EXERCISE DATA:
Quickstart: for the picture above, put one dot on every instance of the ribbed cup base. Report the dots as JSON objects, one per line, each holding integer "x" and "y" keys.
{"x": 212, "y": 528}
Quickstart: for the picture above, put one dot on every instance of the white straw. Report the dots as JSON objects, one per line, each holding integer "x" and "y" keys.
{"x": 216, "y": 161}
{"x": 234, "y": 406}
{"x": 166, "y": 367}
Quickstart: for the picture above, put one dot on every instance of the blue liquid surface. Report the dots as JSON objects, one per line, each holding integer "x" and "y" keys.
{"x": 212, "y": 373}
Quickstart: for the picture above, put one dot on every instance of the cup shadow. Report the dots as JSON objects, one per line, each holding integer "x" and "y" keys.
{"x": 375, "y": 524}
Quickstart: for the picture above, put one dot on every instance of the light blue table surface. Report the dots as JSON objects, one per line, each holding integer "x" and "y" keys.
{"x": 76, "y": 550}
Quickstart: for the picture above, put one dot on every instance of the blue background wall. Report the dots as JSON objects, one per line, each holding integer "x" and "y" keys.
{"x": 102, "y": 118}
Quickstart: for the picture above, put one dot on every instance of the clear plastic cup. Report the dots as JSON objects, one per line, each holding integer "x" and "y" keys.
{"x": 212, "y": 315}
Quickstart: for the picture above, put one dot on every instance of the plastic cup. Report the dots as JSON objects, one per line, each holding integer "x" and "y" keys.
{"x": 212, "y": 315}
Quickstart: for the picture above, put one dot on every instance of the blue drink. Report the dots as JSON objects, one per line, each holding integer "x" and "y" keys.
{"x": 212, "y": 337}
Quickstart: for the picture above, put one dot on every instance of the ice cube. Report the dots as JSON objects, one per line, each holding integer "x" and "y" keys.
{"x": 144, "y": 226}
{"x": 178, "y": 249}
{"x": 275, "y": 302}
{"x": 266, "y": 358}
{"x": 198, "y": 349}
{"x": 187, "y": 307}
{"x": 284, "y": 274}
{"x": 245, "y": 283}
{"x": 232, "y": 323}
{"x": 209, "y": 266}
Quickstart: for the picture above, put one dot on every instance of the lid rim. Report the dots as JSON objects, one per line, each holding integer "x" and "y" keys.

WHAT THE TASK REQUIRES: Print the entries again word for word, starting at the line that contains "the blue drink." and ending at the last line of the entries, with both of those lines included.

FULL ANSWER:
Quickstart: for the picture above, put one dot on every instance of the blue drink. Report the dots as JSON objects, one per line, each holding integer "x" and "y" keys.
{"x": 212, "y": 337}
Quickstart: for the picture above, put one dot on every instance of the ice cube. Report the dots as JSON objects, one per line, each holding integer "x" and "y" keys.
{"x": 144, "y": 226}
{"x": 178, "y": 249}
{"x": 275, "y": 302}
{"x": 266, "y": 358}
{"x": 198, "y": 349}
{"x": 187, "y": 307}
{"x": 284, "y": 274}
{"x": 245, "y": 283}
{"x": 232, "y": 323}
{"x": 209, "y": 266}
Quickstart: for the picture above, put one dot on every instance of the lid rim. Report the dots as JSON objects, one per line, each holding integer "x" and "y" keys.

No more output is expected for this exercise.